Extrait choisi |
______________________________

Une fois n'est pas coutume, pas de dessin mais exceptionnellement une prise de position. Je suis désolé, pour certain, ce texte sera soporifique et très surprenant venant de moi qui aime trop ma liberté pour un encartage quelconque. Mais aujourd'hui, de jeunes auteurs de bd, des auteurs confirmés qui subissent eux aussi la crise, des auteurs en fin de carrière se retrouvent menacés par une décision brutale et arbitraire qui menace non seulement leur avenir mais celui de notre médium. Alors, pour une fois, j'ai pris la plume et j'ai décidé d'interpeller celle qui devrait défendre cet avenir au lieu de remettre des décorations à des groupes de rock aussi insipides que ridicules lors de "party"de petits fours.
Promis, le prochain dépôt sur ce blog sera dessiné et…joyeux.
Bien à vous
Le
6 Juin 2014
Madame la Ministre,
Les temps changent, nous
le savons tous. Il en va des modes comme de la société. Le rôle de nos
gouvernants, élus par le peuple, est d’adapter les cadres juridiques,
économiques et politiques à l’évolution du temps et des besoins qui en
découlent et cela au service de ceux qui les ont élus. C’est leur rôle et leur
devoir. Les auteurs BD et illustrateurs comme tout citoyen censé, le comprennent
évidemment.
Je suis auteur de Bande Dessinée et
illustrateur, vous êtes mon ministre de tutelle aussi je me permets aujourd’hui
de vous alerter sur une situation dramatique qui se profile quant à la survie
même de notre profession.
Après trente ans de métier, j’ai la chance de
faire partie des auteurs vivant bien de leur art. Depuis plus d’une décennie,
je m’efforce de poursuivre avec succès les aventures du plus célèbre des
cowboys de papier : Lucky Luke.

______________________________

Consigne écrite A |
Recopiez le passage des enregistrements qui va de leur début jusqu'à la ligne contenant « [[[0,46],[0,180],[22,177],[38,164],[60,129],[56,99],[46,59]]] », incluse, en substituant « required » à « expected » sans rien modifier d'autre.
La lettre à la ministre et les enregistrements sont indépendants l'un de l'autre.

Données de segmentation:
______________________________

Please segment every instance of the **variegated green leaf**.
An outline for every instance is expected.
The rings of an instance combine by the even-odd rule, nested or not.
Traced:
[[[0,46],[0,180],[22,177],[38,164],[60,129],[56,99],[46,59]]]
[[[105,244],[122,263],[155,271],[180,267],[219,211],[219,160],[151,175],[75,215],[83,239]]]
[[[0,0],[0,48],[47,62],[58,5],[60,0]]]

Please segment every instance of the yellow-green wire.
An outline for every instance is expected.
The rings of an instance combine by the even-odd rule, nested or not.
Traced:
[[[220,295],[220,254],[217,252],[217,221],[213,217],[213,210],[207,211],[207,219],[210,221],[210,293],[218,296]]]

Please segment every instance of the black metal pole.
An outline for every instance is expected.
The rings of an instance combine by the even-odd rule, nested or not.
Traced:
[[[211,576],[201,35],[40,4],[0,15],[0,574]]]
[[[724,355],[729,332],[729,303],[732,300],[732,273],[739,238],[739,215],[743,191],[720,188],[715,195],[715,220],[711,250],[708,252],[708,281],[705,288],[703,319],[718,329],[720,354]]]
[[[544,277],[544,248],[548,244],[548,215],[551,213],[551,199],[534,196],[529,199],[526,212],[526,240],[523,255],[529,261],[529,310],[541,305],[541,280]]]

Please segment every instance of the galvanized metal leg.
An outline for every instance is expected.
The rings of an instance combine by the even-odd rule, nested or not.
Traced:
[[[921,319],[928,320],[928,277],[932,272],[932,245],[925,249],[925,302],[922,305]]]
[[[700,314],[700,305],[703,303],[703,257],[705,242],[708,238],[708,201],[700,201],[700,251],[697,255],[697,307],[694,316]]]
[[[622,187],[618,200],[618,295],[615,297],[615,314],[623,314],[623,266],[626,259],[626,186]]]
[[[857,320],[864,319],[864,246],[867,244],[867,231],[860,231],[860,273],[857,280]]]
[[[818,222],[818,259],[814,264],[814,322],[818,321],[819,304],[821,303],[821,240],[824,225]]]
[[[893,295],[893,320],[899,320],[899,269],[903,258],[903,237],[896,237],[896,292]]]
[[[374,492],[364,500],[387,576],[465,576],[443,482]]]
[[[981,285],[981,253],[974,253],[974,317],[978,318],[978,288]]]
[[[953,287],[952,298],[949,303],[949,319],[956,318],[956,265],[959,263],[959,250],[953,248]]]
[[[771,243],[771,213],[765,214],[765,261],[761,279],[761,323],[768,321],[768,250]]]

______________________________

Consigne écrite B |
Citez mot pour mot le passage de la lettre à la ministre allant de « Bien à vous » jusqu'à « évidemment. », inclus.

Résultat attendu A |
Please segment every instance of the **variegated green leaf**.
An outline for every instance is required.
The rings of an instance combine by the even-odd rule, nested or not.
Traced:
[[[0,46],[0,180],[22,177],[38,164],[60,129],[56,99],[46,59]]]

Résultat attendu B |
Bien à vous
Le
6 Juin 2014
Madame la Ministre,
Les temps changent, nous
le savons tous. Il en va des modes comme de la société. Le rôle de nos
gouvernants, élus par le peuple, est d’adapter les cadres juridiques,
économiques et politiques à l’évolution du temps et des besoins qui en
découlent et cela au service de ceux qui les ont élus. C’est leur rôle et leur
devoir. Les auteurs BD et illustrateurs comme tout citoyen censé, le comprennent
évidemment.